Work to be completed |
Pick out every line of the records that contains the string "positive", and copy each one. Letter case must match.

Dataset below:

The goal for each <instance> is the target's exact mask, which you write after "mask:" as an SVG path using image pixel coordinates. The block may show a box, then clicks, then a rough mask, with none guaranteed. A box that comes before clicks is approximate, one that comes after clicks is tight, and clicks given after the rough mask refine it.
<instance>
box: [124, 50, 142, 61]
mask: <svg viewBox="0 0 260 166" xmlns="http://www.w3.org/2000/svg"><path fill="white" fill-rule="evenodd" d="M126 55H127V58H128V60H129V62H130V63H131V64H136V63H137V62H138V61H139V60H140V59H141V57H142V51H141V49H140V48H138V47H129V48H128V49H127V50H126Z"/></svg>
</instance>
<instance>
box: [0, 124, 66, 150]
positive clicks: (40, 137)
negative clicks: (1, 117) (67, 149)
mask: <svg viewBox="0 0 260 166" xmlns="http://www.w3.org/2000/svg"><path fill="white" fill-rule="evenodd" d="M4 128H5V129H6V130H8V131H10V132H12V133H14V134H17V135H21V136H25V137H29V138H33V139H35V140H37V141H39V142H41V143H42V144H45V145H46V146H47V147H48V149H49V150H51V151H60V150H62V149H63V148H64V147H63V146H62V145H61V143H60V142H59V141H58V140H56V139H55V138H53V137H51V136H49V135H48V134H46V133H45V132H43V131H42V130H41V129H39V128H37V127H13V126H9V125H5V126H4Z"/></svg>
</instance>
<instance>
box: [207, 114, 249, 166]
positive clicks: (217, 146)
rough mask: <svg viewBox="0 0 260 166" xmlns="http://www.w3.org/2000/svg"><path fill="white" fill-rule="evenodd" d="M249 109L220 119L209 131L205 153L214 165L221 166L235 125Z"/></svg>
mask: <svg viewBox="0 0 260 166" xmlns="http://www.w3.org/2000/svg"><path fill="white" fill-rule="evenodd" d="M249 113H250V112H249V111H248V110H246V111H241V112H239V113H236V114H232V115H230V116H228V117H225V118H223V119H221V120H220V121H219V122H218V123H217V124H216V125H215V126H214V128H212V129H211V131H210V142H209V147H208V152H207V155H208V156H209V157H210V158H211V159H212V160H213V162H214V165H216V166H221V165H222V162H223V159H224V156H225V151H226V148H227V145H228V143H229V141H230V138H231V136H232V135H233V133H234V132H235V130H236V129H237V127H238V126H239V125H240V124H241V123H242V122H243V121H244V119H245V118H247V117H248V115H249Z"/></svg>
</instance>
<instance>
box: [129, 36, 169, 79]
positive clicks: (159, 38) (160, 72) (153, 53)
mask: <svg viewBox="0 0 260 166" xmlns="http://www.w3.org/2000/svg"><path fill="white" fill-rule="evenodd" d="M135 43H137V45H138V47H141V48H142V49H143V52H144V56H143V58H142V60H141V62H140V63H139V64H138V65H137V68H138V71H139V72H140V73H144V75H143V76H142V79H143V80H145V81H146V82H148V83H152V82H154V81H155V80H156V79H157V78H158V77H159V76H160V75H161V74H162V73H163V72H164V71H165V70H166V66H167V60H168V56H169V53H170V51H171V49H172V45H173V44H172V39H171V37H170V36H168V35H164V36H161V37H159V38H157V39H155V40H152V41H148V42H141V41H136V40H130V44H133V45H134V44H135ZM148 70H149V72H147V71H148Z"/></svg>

End of Dataset.

Task response |
positive clicks: (40, 137)
positive clicks: (217, 146)
positive clicks: (159, 38) (160, 72) (153, 53)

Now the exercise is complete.